--- begin DATA LINES ---

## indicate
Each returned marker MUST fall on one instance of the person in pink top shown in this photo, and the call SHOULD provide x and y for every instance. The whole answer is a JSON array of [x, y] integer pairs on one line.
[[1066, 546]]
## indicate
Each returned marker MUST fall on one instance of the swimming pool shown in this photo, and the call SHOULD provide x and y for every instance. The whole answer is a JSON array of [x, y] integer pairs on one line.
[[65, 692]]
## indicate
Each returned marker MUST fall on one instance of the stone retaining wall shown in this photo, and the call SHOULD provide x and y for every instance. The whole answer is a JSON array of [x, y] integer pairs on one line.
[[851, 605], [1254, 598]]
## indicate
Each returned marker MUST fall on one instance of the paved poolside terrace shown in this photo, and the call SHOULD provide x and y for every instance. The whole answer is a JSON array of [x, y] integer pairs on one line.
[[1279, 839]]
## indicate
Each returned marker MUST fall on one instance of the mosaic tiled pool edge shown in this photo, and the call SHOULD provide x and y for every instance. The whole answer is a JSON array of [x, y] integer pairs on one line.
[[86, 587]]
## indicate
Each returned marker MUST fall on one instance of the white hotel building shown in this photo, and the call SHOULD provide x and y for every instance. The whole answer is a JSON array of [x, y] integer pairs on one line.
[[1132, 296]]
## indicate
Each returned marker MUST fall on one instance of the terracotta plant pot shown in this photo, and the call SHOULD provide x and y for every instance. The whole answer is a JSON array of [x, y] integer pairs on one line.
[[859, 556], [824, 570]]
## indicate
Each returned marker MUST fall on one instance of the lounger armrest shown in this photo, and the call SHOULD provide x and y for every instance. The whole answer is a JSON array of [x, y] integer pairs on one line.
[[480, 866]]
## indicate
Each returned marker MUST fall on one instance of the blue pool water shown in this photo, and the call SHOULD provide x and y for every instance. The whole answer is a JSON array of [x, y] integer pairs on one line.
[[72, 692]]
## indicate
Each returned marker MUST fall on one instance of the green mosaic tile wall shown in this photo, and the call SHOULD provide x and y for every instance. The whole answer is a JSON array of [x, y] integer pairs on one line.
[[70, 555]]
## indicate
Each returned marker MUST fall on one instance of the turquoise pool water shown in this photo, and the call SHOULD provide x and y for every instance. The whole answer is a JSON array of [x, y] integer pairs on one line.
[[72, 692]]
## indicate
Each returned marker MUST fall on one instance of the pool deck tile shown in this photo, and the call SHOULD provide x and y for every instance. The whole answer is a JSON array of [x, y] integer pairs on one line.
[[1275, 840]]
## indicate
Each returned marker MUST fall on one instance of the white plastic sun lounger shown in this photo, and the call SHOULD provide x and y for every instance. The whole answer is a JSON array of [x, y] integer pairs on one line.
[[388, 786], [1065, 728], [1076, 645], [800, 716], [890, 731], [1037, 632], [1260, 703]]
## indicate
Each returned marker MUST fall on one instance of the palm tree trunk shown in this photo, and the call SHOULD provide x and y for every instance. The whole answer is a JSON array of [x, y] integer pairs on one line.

--- end DATA LINES ---

--- WHAT IS ASKED ---
How many lines in the entries above contain the string "blue"? Reply with the number alone.

--- PROBLEM SOLUTION ---
1